Short task ▸ Can you set out every line of the entries below as a Markdown table with two columns, Row for a running number and Line for the line itself, skipping any blank lines?
======== Information shown
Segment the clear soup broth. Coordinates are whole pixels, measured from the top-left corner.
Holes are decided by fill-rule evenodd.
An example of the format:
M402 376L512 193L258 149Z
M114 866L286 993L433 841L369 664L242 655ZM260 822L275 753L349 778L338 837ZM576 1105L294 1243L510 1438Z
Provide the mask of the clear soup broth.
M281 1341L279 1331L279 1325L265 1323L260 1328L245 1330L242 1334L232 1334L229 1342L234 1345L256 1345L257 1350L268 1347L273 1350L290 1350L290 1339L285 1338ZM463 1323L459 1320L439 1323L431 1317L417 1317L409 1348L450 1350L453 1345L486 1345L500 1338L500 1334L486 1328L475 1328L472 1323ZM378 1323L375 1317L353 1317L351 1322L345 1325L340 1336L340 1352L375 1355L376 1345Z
================
Finished task ▸
| Row | Line |
|---|---|
| 1 | Segment the clear soup broth. Coordinates are whole pixels, measured from the top-left corner. |
| 2 | Holes are decided by fill-rule evenodd. |
| 3 | An example of the format: |
| 4 | M402 376L512 193L258 149Z |
| 5 | M114 866L286 993L433 841L369 664L242 655ZM260 822L275 753L349 778L338 837ZM576 1105L294 1243L510 1438Z |
| 6 | Provide the mask of the clear soup broth. |
| 7 | M281 1341L279 1331L279 1325L265 1323L260 1328L245 1330L242 1334L232 1334L229 1342L234 1345L256 1345L257 1350L268 1347L273 1350L290 1350L290 1339L285 1338ZM463 1323L459 1320L439 1323L431 1317L417 1317L409 1348L450 1350L453 1345L486 1345L500 1338L500 1334L486 1328L475 1328L472 1323ZM378 1323L375 1317L353 1317L351 1322L345 1325L340 1336L340 1352L375 1355L376 1345Z |